What the exercise asks -> Copy the part that opens with the line containing "Mark the region of each instance of the <item>foreground" and closes with the line containing "POLYGON ((421 531, 372", swapping "boulder" for "stone" and changing nothing else.

Stored data ->
+--

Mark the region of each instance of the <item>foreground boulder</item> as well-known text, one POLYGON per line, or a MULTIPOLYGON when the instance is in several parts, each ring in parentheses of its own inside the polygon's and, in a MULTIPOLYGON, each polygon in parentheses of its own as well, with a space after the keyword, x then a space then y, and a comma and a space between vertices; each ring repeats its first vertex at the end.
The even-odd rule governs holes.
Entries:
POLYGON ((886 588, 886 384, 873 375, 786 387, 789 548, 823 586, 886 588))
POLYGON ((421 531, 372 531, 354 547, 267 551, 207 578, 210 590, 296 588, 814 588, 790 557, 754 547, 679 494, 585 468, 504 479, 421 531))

+--

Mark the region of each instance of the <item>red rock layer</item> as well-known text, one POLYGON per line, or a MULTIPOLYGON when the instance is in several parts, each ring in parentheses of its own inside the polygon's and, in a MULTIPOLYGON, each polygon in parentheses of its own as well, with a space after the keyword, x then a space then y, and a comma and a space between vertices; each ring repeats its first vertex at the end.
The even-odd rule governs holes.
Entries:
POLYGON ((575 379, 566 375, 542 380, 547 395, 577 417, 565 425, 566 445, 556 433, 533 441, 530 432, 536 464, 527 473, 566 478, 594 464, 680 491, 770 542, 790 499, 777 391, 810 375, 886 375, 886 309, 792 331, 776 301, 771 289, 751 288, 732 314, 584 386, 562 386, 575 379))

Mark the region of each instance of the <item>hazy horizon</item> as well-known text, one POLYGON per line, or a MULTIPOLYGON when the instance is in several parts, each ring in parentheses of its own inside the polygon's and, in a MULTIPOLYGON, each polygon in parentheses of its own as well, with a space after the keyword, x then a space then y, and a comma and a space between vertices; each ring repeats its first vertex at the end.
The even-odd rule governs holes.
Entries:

+--

Correct response ->
Mark the region of each instance of the <item>foreground stone</item> as well-known text, one POLYGON per line, or a MULTIPOLYGON when the instance is in several parts, each ring in parentheses of its own inside the polygon's and, in a MULTIPOLYGON, each polygon in parentheses of its own as well, with a space after the keyword, x then a space then y, and a comma and a space between vertices; each ring repeats its first vertex at the end.
The even-odd rule governs holes.
Entries:
POLYGON ((886 588, 886 384, 873 375, 786 387, 789 548, 823 586, 886 588))
POLYGON ((421 531, 372 531, 354 547, 267 551, 207 578, 210 590, 296 588, 814 588, 790 557, 754 547, 679 494, 585 468, 504 479, 421 531))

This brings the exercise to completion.